◆ **DOCUMENT SEGMENT**
##########

227 reviews78 followers
March 6, 2013
Robert A. Williams, Jr., who is a Lumbee law professor (currently at the University of Arizona Indigenous Peoples Law and Policy Program), had previously written a book on The American Indian in Western Legal Thought: The Discourses of Conquest. He decided to write another, a "complementary study" that outlined Native people's legal and diplomatic discourse during the Encounter period. The result is Linking Arms Together.

Williams' main sources are treaties that were written down by European colonists, so most of the treaties he studies are those between Native tribes and European colonial bodies or the early United States. (He sticks to the eastern part of what is now the US and Canada, so there's not much about originally-western tribes and nothing about Latin America.) However, some of these texts include descriptions of older traditions of treaties among Native tribes, and sometimes European observers attended meetings between two or more tribes, and took notes. This is important because Williams finds common elements in treaty-making discourse from tribes all over this part of the continent. There was a cohesive "vision" of "law and peace" that facilitated international diplomacy prior to colonization. In encounters with Europeans, tribes drew on this tradition to shape these new relationships.

I liked very much the reasons that Williams gave for why studying these traditions is important. Not only do they illuminate the history of the Encounter era and give necessary context to the beginning of the United States' legal relationship with the tribes, debunking "the story [that] the white man's Indian law [is] the salvation of the Indian in North America," but they offer paradigms for decolonization and the renewal and recreation of treaty relationships for indigenous people today.

##########

Pointing and labeling entries:
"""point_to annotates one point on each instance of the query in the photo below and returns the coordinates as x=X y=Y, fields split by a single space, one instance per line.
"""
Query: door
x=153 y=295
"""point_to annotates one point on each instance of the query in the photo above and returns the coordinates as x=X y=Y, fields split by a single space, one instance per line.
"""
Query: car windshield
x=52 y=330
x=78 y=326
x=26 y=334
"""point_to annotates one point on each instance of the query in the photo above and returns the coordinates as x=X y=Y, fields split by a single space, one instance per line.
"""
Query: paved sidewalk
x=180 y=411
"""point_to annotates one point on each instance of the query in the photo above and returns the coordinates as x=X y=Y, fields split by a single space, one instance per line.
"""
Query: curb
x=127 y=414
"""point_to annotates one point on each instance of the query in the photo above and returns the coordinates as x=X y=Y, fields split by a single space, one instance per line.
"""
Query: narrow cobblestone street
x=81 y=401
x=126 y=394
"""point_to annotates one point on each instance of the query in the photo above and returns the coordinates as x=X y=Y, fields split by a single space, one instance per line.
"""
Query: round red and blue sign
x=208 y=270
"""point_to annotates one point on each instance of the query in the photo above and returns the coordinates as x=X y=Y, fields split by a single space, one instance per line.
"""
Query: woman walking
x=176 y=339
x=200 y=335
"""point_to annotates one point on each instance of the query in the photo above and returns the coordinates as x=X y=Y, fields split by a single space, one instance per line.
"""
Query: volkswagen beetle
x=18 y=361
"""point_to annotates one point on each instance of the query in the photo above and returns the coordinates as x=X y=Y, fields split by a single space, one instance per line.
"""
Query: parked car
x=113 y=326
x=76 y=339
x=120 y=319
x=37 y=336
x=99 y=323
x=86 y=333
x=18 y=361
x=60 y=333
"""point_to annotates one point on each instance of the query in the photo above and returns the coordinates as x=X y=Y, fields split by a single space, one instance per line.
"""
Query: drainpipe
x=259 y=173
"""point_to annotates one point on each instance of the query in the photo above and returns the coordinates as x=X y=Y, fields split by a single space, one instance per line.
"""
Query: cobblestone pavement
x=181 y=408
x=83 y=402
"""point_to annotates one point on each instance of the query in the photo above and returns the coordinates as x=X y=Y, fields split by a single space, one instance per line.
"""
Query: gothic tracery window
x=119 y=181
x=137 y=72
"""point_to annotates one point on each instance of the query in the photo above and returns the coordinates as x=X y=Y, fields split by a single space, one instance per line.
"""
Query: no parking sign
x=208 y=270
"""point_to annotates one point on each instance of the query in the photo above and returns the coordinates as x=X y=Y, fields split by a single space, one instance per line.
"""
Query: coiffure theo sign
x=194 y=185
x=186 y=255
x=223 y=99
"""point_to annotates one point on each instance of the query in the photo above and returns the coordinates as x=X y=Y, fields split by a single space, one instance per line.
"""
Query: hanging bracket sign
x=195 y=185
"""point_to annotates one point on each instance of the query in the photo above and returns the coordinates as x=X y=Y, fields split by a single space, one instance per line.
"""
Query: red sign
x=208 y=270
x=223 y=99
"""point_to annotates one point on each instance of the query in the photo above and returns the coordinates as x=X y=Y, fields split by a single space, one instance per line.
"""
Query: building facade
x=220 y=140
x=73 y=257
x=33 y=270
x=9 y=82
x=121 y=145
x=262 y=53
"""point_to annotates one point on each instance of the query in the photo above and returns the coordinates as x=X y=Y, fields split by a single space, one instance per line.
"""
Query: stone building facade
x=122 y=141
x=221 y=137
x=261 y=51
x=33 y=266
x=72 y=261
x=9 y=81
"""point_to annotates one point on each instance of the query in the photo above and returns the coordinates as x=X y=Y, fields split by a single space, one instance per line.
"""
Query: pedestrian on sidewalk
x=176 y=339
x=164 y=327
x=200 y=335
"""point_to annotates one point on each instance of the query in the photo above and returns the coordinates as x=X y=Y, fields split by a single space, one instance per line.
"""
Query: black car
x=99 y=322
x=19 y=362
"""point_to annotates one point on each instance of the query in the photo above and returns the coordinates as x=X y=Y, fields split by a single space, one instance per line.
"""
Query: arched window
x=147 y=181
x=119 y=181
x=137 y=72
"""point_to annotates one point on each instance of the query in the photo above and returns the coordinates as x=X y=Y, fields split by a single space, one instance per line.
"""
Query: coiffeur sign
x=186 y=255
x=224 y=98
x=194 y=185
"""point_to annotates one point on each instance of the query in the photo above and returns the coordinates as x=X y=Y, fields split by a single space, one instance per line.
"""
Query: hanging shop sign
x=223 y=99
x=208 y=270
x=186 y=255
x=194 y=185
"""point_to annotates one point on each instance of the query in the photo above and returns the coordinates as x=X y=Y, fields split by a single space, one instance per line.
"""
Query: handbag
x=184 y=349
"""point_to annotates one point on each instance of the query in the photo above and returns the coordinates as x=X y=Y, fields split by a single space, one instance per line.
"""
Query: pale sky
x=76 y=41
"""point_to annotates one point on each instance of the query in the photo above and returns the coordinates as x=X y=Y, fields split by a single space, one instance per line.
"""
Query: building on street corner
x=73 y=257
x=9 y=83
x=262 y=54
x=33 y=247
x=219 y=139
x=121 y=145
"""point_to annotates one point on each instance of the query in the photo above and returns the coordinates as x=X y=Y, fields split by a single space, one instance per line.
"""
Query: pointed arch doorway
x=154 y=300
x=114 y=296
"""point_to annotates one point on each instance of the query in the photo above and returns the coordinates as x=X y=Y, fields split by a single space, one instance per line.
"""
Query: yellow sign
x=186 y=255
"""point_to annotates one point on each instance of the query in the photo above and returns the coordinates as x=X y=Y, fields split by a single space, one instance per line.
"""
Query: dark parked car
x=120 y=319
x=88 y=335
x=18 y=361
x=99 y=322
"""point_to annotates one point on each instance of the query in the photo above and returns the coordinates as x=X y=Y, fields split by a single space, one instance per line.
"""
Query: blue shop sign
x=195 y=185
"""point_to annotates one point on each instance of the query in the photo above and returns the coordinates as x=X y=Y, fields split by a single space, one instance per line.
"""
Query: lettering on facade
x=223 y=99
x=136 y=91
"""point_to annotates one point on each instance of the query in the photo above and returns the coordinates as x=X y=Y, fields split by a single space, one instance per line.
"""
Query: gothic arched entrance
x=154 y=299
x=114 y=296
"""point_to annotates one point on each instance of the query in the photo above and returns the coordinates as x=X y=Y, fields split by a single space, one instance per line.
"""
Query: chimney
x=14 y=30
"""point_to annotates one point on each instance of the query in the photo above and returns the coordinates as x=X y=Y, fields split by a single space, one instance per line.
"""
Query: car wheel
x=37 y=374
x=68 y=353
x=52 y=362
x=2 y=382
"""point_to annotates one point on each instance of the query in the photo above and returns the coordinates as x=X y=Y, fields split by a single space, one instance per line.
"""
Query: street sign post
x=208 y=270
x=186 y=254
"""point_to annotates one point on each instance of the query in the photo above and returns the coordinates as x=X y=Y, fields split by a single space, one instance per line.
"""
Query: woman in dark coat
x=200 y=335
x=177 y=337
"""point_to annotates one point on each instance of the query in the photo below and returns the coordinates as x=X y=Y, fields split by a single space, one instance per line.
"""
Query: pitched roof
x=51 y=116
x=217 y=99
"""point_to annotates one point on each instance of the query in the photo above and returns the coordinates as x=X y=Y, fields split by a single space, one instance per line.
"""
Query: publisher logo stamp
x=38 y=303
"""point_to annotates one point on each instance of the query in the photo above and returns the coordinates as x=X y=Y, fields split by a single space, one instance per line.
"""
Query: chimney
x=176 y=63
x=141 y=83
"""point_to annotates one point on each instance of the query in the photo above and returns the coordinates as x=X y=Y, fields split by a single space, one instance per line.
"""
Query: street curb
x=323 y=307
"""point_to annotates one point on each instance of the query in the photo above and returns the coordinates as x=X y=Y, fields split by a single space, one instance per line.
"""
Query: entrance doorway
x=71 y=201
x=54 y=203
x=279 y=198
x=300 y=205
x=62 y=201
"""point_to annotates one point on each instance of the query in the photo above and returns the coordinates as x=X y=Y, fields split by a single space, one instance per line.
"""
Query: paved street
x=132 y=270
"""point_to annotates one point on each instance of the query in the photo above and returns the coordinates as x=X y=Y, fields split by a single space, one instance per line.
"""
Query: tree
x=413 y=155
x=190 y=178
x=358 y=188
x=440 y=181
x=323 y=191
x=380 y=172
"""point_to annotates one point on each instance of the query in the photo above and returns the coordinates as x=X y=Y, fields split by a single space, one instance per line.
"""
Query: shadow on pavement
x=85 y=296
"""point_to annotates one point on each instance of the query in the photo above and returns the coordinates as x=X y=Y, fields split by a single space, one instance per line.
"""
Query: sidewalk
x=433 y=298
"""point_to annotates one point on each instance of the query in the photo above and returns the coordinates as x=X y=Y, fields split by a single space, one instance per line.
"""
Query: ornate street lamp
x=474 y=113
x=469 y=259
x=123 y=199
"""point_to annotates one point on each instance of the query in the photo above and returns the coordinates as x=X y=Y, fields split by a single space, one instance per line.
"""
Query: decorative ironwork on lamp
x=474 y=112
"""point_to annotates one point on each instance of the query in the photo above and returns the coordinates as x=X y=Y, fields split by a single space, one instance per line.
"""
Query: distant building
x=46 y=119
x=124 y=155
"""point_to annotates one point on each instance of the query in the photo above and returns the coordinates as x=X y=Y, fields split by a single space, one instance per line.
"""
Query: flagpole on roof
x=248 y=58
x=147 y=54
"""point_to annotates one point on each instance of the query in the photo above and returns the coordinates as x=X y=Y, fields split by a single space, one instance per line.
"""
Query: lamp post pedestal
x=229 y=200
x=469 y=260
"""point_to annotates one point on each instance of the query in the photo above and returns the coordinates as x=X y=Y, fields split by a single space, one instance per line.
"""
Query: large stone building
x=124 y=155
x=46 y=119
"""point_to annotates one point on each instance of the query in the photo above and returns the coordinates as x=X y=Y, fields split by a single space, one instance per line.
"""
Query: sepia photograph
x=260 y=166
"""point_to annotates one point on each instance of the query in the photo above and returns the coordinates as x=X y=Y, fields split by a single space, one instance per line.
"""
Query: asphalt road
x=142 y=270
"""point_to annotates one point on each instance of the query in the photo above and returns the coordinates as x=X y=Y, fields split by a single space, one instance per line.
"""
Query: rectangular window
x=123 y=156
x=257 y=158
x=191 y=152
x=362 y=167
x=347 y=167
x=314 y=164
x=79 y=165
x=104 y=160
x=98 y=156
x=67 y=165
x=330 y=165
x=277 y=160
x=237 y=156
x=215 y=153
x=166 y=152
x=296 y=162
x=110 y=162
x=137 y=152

##########

◆ **PROBLEMS TO WORK ON**
A. Reproduce word for word the part of the book review that opens with the words containing "227 reviews78 followers" and closes with "Linking Arms Together.".
B. According to the last paragraph of the book review, what do these treaty traditions illuminate, what do they give, and what do they offer? List each.
C. Answer these questions from the book review:
(i) At which program is Robert A. Williams, Jr. currently a law professor?
(ii) What are Williams' main sources?
(iii) To which geographic area does Williams stick?
These records come from a separate source.

◆ **THE ANSWERS**
A.
227 reviews78 followers
March 6, 2013
Robert A. Williams, Jr., who is a Lumbee law professor (currently at the University of Arizona Indigenous Peoples Law and Policy Program), had previously written a book on The American Indian in Western Legal Thought: The Discourses of Conquest. He decided to write another, a "complementary study" that outlined Native people's legal and diplomatic discourse during the Encounter period. The result is Linking Arms Together.

B.
- They illuminate the history of the Encounter era.
- They give necessary context to the beginning of the United States' legal relationship with the tribes.
- They offer paradigms for decolonization and the renewal and recreation of treaty relationships for indigenous people today.

C.
(i) The University of Arizona Indigenous Peoples Law and Policy Program.
(ii) Treaties that were written down by European colonists.
(iii) The eastern part of what is now the US and Canada.